**Task to complete**
Reproduce the entries in full, with no changes.

── Supplied data ──

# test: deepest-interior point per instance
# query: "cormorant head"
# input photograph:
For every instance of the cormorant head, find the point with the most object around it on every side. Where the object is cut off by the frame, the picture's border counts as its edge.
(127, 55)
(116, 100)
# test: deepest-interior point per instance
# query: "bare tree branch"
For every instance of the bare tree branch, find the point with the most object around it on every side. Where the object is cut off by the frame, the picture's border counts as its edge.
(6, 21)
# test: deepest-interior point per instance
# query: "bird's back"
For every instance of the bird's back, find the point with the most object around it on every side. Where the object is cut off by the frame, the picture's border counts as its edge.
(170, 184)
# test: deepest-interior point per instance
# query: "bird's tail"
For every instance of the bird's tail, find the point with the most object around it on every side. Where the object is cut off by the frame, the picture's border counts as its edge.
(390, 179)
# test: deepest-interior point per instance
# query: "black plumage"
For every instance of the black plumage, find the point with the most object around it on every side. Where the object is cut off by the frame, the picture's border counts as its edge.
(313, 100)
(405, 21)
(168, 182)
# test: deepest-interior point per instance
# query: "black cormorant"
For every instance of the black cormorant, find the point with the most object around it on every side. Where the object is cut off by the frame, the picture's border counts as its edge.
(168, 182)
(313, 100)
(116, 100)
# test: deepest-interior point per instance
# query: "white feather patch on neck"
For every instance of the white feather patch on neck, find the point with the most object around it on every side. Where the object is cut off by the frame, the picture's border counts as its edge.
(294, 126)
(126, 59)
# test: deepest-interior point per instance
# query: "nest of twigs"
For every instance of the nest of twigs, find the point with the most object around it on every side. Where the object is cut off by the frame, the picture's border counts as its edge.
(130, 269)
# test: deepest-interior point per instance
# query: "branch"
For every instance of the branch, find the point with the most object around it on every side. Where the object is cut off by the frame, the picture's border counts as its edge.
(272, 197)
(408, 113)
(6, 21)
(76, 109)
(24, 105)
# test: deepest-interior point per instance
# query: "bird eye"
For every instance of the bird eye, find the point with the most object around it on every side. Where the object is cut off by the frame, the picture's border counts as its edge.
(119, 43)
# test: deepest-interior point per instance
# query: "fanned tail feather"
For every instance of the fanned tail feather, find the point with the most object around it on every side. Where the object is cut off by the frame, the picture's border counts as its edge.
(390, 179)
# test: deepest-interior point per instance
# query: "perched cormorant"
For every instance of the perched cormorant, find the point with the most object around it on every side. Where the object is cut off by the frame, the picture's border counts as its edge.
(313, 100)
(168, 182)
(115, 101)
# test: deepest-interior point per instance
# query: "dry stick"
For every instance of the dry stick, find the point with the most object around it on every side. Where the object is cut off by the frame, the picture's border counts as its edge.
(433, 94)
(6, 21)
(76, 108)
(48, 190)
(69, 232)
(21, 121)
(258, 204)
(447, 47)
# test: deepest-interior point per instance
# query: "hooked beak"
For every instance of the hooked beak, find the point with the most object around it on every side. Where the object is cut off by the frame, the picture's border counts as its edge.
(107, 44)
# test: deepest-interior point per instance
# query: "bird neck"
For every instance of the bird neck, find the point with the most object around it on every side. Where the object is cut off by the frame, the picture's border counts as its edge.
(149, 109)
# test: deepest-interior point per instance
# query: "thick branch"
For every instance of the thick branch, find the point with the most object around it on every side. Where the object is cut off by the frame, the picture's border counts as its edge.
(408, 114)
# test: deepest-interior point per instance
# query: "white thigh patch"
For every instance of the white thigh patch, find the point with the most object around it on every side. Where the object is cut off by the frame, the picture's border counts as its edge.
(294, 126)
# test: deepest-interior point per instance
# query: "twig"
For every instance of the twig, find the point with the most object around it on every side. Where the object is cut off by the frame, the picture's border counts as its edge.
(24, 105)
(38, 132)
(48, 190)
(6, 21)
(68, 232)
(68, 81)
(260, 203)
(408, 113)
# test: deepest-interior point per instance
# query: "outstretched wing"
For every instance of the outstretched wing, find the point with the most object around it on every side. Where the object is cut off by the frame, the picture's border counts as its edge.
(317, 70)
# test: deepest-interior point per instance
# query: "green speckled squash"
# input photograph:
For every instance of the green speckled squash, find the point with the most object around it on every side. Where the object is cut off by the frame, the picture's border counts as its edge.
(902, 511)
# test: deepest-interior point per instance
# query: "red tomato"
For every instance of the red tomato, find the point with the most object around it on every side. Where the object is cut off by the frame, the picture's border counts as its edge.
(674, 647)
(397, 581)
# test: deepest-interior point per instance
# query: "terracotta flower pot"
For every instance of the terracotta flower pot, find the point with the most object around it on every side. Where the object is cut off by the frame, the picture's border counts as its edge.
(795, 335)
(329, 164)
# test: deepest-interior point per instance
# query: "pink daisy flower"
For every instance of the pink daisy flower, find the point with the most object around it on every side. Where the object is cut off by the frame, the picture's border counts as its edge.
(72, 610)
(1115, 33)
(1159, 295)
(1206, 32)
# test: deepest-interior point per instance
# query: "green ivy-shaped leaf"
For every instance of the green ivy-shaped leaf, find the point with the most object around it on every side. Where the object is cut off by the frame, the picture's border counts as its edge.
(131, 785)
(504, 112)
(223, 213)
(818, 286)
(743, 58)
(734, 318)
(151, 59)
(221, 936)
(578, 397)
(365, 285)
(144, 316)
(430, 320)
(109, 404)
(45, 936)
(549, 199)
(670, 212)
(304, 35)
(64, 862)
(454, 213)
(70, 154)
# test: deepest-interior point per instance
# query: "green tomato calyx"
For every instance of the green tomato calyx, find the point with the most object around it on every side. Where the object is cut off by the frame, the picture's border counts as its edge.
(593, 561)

───

**Response to this exercise**
# test: deepest-interior point per instance
# query: "cormorant head"
# input photograph:
For every instance of the cormorant head, find the point with the most object around it on every side. Where the object is cut off by the frame, the picture's border counts as its edge.
(127, 55)
(116, 100)
# test: deepest-interior point per instance
# query: "bare tree branch"
For every instance of the bare tree branch, find the point with the most object around it on every side. Where the object is cut off by the frame, the picture's border counts as its edge.
(6, 21)
# test: deepest-interior point per instance
# query: "bird's back"
For every instance of the bird's back, find the point with the most object around it on every side. Where the object is cut off by the frame, the picture's border counts as its edge.
(170, 184)
# test: deepest-interior point per instance
# query: "bird's tail"
For every instance of the bird's tail, find the point with the most object around it on every side. Where the object is cut off by the frame, the picture's border counts as its edge.
(390, 179)
# test: deepest-interior point per instance
# query: "black plumage"
For every instance of the black plumage, find the point with the most object around it on every side. Where the object is cut off by the frame, the picture's border counts as its edge.
(313, 100)
(405, 21)
(168, 182)
# test: deepest-interior point per instance
# query: "black cormorant"
For every instance of the black cormorant, find the point with the most object around it on every side. Where the object is cut off by the frame, the picture's border counts as its edge.
(168, 182)
(313, 100)
(116, 100)
# test: deepest-interior point per instance
# query: "white feather patch on neck"
For every instance of the white feather patch on neck, find the point with the most object around it on every side. Where the object is cut off by the frame, the picture's border counts as its edge.
(294, 126)
(126, 59)
# test: deepest-interior point per instance
# query: "nest of twigs"
For every instance of the nest of twigs, find the point with the most object around it on every side. Where the object is cut off by the frame, the picture's border counts as its edge.
(130, 269)
# test: deepest-interior point per instance
# query: "branch"
For every instance of the branch, find the point with the most object around it on every side. Where the object is cut off by the frame, the picture's border counts as its edge.
(272, 197)
(408, 113)
(6, 21)
(76, 109)
(24, 105)
# test: deepest-interior point per instance
# query: "bird eye"
For every instance of the bird eye, find the point with the most object around it on every side. Where the object is cut off by the frame, the picture's border counts as its edge.
(119, 43)
# test: deepest-interior point per instance
# query: "fanned tail feather"
For every instance of the fanned tail feather, find the point with the most object around it on every side. Where the object is cut off by the frame, the picture's border counts as its edge.
(390, 179)
# test: deepest-interior point per instance
# query: "perched cormorant"
For every instance of the perched cormorant, find the point with the most object around it on every side. Where the object is cut off by the frame, the picture's border counts as its edge.
(313, 100)
(168, 182)
(115, 101)
# test: deepest-interior point per instance
# query: "dry stick"
For every instance of the dry stick, find the point with the most object around it on every side. Where the object is cut off by the frame, the picture's border counts as its edge.
(433, 94)
(6, 21)
(76, 108)
(48, 190)
(69, 232)
(21, 121)
(258, 204)
(447, 47)
# test: deepest-interior point per instance
# query: "hooked beak"
For every instance of the hooked beak, find the point with the most object around it on every side. Where the object is cut off by the frame, the picture's border counts as its edge.
(107, 44)
# test: deepest-interior point per instance
# query: "bird neck"
For every instance of the bird neck, find the point with the most object around it on every side. Where the object is cut off by the frame, the picture's border counts as its edge.
(149, 109)
# test: deepest-interior point per instance
# query: "thick branch"
For every instance of the thick branch, find the point with the most object around it on every side. Where the object is cut off by the frame, the picture's border counts as its edge.
(408, 114)
# test: deepest-interior point per instance
# query: "white thigh patch"
For every instance of the white thigh patch, find the point with the most object around it on every side. Where the object is cut off by the frame, the picture's border counts as its edge.
(294, 126)
# test: deepest-interior point per instance
# query: "twig"
For every instance of the twig, find the point with the most object around it on every side. Where the object is cut off by the frame, the picture's border counts as its edge.
(24, 105)
(38, 132)
(48, 190)
(6, 21)
(68, 232)
(68, 81)
(260, 203)
(408, 113)
# test: deepest-interior point per instance
# query: "outstretched wing"
For every instance of the outstretched wing, find the point with the most object around it on every side. Where the object is cut off by the frame, the picture's border counts as its edge.
(317, 70)
# test: deepest-interior point per instance
# query: "green speckled squash"
# input photograph:
For every instance of the green speckled squash, find the point with the most object around it on every side. Where the object is cut off by the frame, the picture's border counts as its edge.
(902, 511)
# test: deepest-interior point per instance
# query: "red tomato"
For every instance of the red tomato, find the point with the most object around it on every side. Where the object is cut off by the frame, the picture's border counts as its edge.
(674, 647)
(397, 581)
# test: deepest-interior point per instance
# query: "terracotta flower pot"
For every instance of the terracotta flower pot, find the point with the most object around it on every side. Where the object is cut off by the frame, the picture's border counts as its edge.
(795, 335)
(329, 164)
# test: deepest-interior point per instance
# query: "pink daisy flower"
For every instance of the pink daisy flower, find the point with the most object around it on every side. Where the object is cut off by the frame, the picture's border counts as its edge.
(72, 610)
(1115, 33)
(1159, 295)
(1206, 32)
# test: deepest-interior point per instance
# query: "green ivy-shaped leaf"
For every instance of the green ivy-shaped leaf, find the point with the most object around it on every side. Where the object is cut off by the frame, the picture's border counts as its edge.
(131, 785)
(504, 112)
(223, 213)
(818, 286)
(743, 58)
(734, 318)
(151, 59)
(221, 936)
(578, 397)
(365, 285)
(144, 316)
(430, 320)
(109, 404)
(45, 936)
(549, 199)
(670, 212)
(304, 35)
(64, 862)
(454, 213)
(70, 154)
# test: deepest-interior point per instance
# query: "green tomato calyx"
For every instance of the green tomato calyx, find the point with the most object around it on every side. Where the object is cut off by the frame, the picture's border counts as its edge.
(593, 561)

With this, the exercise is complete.